CONSEGNA:
Indica se ciascuna delle affermazioni seguenti concorda con l'intervista riportata qui sotto, rispondendo sì o no e citando fedelmente le parole decisive del brano. (a) Nel disco Vivere il buio sono stati inseriti alcuni dialoghi tratti da Drive. (b) L'oro che la band cerca è legato soprattutto a una ricerca interiore. (c) Delle canzoni scritte per l'album, la band ne ha tenute dieci.

BRANO SCELTO:
Pochissimo tempo fa è uscita una nostra recensione del loro ultimo lavoro, Vivere il buio, abbiamo deciso di non fermarci al primo step e per analizzare più a fondo il disco abbiamo pensato di fare qualche domanda ai diretti interessati, i Revo Fever, ecco quello che ne è venuto fuori.

Partiamo dall’ambito cinematografico. C’è qualche film che ha guidato le vostre visioni/allucinazioni lungo questo lasso di tempo sfumato tra il buio della notte e le prime luci dell’alba?

Sicuramente Drive di Nicolas Winding Refn. Nonostante la criminalità di Los Angeles sia un mondo molto distante da quello che viviamo e raccontiamo nel disco, la fotografia, i silenzi, i viaggi in macchina di questo film colpiscono proprio quell'immaginario notturno e “sospeso” che descriviamo nel nostro disco. Non a caso abbiamo nascosto tra una traccia e l'altra di Vivere il Buio alcuni dialoghi tratti da Drive!

Cosa rappresenta l’oro che cercate? È legato ad una ricerca interiore?

Mmmh non tanto... Tutti noi lavoriamo di notte, e anche la nostra attività di musicisti si svolge soprattutto in queste ore: la metafora di cercare l'oro nel buio rappresenta il raggiungimento di un obiettivo, che può essere declinato come successo della band, come soddisfazione lavorativa, come conquista di una donna, come semplice divertimento... Diciamo che la frase chiave del testo è “Dove tu vedi nero / Io ci vedo una miniera”: per noi le ore notturne sono il momento in cui tutto è in gioco, e a noi piace vincere.

Come è nato l’album Vivere il buio?

È nato dopo una lunghissima gestazione: avevamo scritto una trentina di canzoni, poi ne abbiamo salvate dieci e abbiamo fatto un lavoro di pre-produzione davvero minuzioso, insieme al nostro produttore Marco Olivi. Volevamo che il nostro disco d'esordio rendesse pienamente conto delle nostre intenzioni, sia dal punto di vista musicale, sia da quello dei testi e dell'immaginario. Volevamo che fosse sincero ma non sciatto, originale ma pop, appetibile a un vasto pubblico. Inevitabilmente quando vuoi mettere insieme tutti questi aspetti il lavoro è lungo e faticoso!

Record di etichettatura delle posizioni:

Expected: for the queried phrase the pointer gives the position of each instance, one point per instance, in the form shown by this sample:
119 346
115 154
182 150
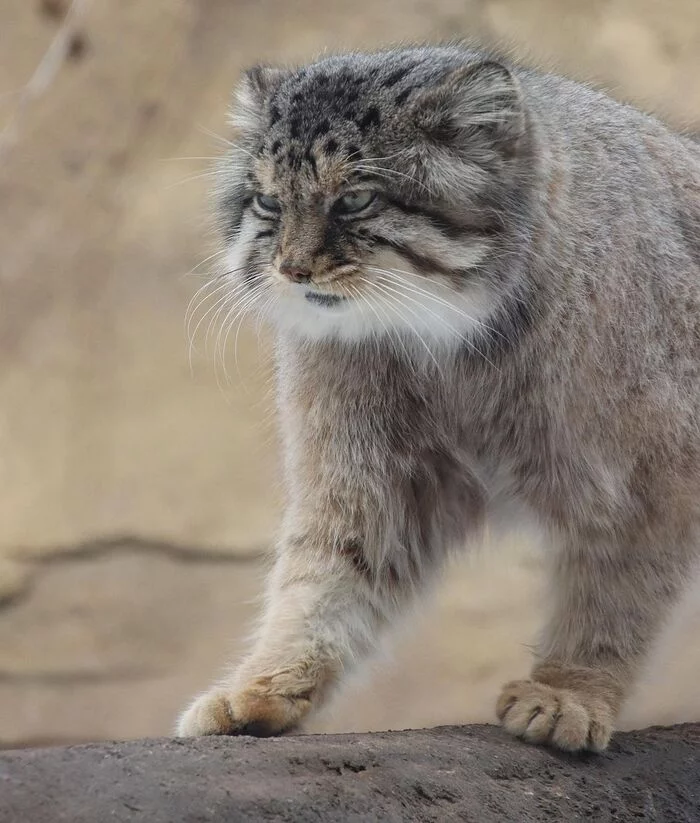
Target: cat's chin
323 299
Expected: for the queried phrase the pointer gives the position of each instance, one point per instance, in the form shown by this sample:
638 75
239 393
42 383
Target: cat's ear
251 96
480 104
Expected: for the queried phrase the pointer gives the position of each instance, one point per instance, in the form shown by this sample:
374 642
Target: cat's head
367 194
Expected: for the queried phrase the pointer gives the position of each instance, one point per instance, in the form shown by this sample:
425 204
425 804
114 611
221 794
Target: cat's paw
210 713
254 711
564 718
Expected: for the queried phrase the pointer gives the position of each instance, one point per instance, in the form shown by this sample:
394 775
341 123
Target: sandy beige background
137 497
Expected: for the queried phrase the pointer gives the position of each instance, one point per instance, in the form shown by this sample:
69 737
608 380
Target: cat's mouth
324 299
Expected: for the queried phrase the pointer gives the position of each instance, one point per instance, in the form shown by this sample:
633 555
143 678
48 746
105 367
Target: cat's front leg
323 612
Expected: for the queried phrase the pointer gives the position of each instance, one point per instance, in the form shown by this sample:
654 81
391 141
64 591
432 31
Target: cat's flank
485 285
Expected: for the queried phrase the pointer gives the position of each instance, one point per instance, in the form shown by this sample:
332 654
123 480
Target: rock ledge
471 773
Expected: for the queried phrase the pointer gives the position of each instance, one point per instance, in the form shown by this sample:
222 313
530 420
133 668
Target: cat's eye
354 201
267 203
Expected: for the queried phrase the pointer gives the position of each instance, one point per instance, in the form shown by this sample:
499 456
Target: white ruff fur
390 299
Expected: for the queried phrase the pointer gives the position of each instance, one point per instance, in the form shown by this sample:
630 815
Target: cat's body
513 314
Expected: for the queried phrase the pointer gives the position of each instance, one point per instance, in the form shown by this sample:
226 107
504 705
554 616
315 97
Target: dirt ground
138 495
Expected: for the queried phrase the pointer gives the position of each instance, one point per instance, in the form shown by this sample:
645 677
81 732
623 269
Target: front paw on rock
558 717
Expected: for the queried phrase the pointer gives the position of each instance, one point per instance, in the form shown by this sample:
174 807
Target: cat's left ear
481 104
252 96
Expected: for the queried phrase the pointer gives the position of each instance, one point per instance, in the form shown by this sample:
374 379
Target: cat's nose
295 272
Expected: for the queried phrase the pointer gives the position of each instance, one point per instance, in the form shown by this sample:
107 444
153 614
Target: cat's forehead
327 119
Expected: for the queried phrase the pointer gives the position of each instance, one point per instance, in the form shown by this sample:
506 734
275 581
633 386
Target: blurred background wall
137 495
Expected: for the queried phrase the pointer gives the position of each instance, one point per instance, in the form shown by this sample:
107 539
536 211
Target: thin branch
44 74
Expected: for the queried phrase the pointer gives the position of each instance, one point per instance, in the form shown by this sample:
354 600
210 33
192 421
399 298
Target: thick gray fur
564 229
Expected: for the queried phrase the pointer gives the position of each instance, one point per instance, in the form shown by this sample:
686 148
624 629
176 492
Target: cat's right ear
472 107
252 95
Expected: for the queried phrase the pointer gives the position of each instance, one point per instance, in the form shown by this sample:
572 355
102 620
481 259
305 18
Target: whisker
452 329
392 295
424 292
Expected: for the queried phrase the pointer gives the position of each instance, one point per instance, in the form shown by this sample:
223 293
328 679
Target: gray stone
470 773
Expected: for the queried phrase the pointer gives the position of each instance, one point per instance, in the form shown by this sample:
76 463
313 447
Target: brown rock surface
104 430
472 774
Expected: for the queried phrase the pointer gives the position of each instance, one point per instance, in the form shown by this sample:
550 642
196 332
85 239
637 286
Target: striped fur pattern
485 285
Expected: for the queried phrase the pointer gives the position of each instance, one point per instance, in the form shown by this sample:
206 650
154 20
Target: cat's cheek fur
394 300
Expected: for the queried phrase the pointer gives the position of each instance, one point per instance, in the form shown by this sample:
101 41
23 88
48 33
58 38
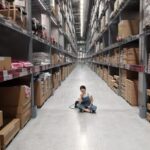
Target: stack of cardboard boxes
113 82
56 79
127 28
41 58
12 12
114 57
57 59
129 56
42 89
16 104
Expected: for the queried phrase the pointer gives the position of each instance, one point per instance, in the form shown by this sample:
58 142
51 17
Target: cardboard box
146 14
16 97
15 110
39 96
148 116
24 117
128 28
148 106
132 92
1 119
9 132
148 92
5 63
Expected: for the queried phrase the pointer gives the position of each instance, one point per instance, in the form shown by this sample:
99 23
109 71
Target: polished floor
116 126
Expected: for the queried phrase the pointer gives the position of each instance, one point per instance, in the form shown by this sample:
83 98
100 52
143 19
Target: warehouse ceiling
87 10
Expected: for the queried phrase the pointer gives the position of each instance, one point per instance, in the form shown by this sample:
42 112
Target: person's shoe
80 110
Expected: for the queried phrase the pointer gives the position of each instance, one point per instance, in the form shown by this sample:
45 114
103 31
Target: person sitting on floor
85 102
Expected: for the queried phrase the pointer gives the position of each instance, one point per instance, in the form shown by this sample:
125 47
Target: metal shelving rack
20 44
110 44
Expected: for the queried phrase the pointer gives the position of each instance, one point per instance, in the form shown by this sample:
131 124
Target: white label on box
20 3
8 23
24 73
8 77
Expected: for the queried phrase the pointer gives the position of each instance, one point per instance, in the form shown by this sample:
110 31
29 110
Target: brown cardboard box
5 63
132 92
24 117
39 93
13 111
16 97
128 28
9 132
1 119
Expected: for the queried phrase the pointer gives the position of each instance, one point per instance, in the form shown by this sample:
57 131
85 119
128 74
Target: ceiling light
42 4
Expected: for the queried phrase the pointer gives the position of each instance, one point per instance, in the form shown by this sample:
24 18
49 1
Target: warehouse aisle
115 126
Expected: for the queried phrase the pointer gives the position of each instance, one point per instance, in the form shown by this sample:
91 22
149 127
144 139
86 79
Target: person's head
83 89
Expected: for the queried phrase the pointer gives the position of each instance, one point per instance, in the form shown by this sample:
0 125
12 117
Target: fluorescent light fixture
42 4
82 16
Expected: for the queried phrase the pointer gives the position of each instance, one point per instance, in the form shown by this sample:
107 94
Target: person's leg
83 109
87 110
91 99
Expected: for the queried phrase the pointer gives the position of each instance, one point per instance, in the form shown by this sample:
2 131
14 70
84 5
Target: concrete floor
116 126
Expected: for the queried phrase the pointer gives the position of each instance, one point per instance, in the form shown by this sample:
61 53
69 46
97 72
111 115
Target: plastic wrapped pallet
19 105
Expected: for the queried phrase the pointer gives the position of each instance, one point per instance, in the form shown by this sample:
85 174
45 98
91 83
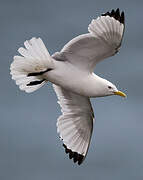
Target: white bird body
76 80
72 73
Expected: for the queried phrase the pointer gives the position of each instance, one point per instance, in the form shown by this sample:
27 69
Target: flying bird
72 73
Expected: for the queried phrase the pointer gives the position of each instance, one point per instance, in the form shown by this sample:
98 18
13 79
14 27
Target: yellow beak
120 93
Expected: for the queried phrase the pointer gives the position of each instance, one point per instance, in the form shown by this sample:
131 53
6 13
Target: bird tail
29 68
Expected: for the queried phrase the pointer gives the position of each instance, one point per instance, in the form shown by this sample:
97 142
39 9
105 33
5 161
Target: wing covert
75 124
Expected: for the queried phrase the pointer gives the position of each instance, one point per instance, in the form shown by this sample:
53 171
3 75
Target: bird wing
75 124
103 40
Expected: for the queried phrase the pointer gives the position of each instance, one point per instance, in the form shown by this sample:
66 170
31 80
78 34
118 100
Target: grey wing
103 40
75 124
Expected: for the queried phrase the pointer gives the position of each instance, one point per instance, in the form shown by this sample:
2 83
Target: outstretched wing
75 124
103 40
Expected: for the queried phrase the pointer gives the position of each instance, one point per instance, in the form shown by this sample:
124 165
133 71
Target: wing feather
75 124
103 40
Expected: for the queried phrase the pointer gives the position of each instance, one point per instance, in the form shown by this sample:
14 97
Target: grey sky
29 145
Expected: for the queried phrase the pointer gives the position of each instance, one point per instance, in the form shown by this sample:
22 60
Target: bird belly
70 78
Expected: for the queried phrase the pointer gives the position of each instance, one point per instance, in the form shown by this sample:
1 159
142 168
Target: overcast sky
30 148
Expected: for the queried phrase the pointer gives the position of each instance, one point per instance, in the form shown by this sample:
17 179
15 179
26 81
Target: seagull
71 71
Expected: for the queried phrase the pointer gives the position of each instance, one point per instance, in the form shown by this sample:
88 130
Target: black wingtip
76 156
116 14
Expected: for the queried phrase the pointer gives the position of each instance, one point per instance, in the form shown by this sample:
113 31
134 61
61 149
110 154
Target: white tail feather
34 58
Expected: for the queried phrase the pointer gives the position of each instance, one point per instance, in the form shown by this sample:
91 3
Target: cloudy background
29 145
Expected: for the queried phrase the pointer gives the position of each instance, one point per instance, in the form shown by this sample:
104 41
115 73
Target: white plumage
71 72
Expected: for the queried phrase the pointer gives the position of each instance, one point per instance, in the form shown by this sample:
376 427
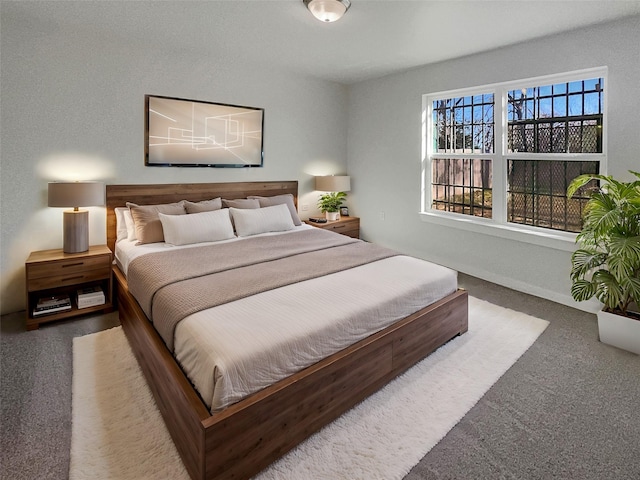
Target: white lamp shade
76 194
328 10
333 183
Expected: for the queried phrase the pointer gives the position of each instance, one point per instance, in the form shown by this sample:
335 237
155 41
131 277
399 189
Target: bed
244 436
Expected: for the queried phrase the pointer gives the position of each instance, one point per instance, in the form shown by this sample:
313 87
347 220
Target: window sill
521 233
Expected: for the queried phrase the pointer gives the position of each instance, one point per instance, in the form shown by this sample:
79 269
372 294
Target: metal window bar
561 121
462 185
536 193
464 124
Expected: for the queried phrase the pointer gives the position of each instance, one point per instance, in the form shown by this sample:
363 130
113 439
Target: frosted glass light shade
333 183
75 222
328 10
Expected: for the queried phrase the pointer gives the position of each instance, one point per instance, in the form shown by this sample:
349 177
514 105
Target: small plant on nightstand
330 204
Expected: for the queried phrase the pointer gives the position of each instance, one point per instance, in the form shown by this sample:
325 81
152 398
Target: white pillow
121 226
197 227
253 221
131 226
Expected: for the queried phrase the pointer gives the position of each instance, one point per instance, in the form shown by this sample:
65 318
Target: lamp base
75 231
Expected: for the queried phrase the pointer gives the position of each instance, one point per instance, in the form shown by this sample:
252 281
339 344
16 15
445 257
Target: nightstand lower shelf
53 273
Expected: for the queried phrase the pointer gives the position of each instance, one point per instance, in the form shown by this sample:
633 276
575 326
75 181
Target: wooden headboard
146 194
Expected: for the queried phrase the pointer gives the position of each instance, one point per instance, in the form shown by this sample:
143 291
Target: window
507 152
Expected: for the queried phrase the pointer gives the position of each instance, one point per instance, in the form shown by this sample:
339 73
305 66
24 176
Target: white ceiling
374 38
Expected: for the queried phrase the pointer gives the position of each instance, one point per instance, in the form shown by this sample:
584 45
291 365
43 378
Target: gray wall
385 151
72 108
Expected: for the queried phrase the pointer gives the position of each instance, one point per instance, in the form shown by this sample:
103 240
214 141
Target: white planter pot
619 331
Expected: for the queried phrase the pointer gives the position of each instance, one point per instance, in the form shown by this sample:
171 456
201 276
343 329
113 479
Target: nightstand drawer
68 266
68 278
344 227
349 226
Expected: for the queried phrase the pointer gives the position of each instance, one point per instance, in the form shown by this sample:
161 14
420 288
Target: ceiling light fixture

RISPOSTA:
(a) Sì: «abbiamo nascosto tra una traccia e l'altra di Vivere il Buio alcuni dialoghi tratti da Drive!»
(b) No: «Mmmh non tanto...»
(c) Sì: «avevamo scritto una trentina di canzoni, poi ne abbiamo salvate dieci»